■ **TO DO**:
Below are some records; each one is to be set down again exactly.

Referring expression data
◆ ◆ ◆ ◆ ◆ ◆ ◆

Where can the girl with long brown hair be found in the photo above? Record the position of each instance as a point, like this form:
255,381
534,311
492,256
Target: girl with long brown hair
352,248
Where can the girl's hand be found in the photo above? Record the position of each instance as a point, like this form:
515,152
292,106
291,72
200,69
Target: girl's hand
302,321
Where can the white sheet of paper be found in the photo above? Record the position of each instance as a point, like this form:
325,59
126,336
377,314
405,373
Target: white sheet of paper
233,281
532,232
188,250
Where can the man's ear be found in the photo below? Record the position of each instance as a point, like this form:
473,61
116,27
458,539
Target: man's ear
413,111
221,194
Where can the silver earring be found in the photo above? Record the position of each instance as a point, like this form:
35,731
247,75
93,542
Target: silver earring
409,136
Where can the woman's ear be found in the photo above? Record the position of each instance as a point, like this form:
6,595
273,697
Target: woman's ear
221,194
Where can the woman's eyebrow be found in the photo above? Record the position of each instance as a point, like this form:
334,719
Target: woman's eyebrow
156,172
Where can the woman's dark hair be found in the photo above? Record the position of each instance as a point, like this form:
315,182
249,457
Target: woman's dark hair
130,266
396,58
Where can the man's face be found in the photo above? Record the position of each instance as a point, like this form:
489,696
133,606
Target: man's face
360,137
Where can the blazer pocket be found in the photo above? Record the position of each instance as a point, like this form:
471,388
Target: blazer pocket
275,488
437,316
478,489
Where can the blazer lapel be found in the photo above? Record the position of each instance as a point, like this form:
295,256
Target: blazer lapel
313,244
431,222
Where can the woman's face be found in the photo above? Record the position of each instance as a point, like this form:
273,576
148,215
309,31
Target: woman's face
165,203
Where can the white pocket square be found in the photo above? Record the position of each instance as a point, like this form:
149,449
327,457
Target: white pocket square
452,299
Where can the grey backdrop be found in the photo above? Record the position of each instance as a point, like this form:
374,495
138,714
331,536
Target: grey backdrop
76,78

◆ ◆ ◆ ◆ ◆ ◆ ◆

■ **WORKED SOLUTION**:
Where can the girl with long brown hair be found in the photo above? Record the position of each instance as a point, like this form:
255,381
534,311
492,256
Target: girl with long brown hair
352,248
Where can the girl's hand be found in the photo above? Record the position of each instance as a point, like this form:
515,152
292,106
291,72
200,69
Target: girl's hand
302,321
Where can the white sheet of paper be found in the photo above? Record the position of each instance as a point, like this form:
325,59
126,336
377,314
405,373
Target: white sheet of paper
233,281
532,232
188,250
Where can the man's ear be found in the photo below? Record the position of each instance as a point, like this form:
473,61
116,27
458,539
Target: man's ear
413,111
221,194
Where can the silver earring be found in the photo above? Record the position of each instance as a point, like this form:
35,731
247,75
93,542
Target: silver earring
409,136
Where can the woman's ear be found in the photo above? Record the position of each instance as a point, like this form:
6,595
273,697
Target: woman's ear
221,194
Where can the woman's eyebrow be found in the photo above? Record the position of each instance as a point, like this form:
334,719
Target: woman's eyebrow
156,172
Where can the woman's dark hair be found in the photo above? Record the position of each instance as a point, like this form:
315,182
249,457
Target: woman's dark hair
130,266
396,58
Where can the man's face be found in the photo above? Record the position of each instance as a point, like this form:
489,696
133,606
Target: man's face
360,137
Where can the blazer pocket be found in the photo above? Record the position of each instance as a point, like this form:
471,388
Target: blazer pocket
275,488
437,316
478,489
Where can the blazer lapel be found in the photo above? Record the position of each instance as a point, like this form:
295,256
Target: blazer lapel
313,244
431,222
Where can the woman's face be found in the photo above? Record the position of each instance as a point, like this form:
273,576
148,215
309,31
Target: woman's face
165,203
Where can the white pocket square be found in the photo above? Record the position of each instance as a point, like this form:
149,449
327,457
Target: white pocket square
452,299
Where can the grey backdrop be found in the photo above? Record the position of each instance as a point, like this form:
374,495
138,714
331,536
Target: grey backdrop
76,78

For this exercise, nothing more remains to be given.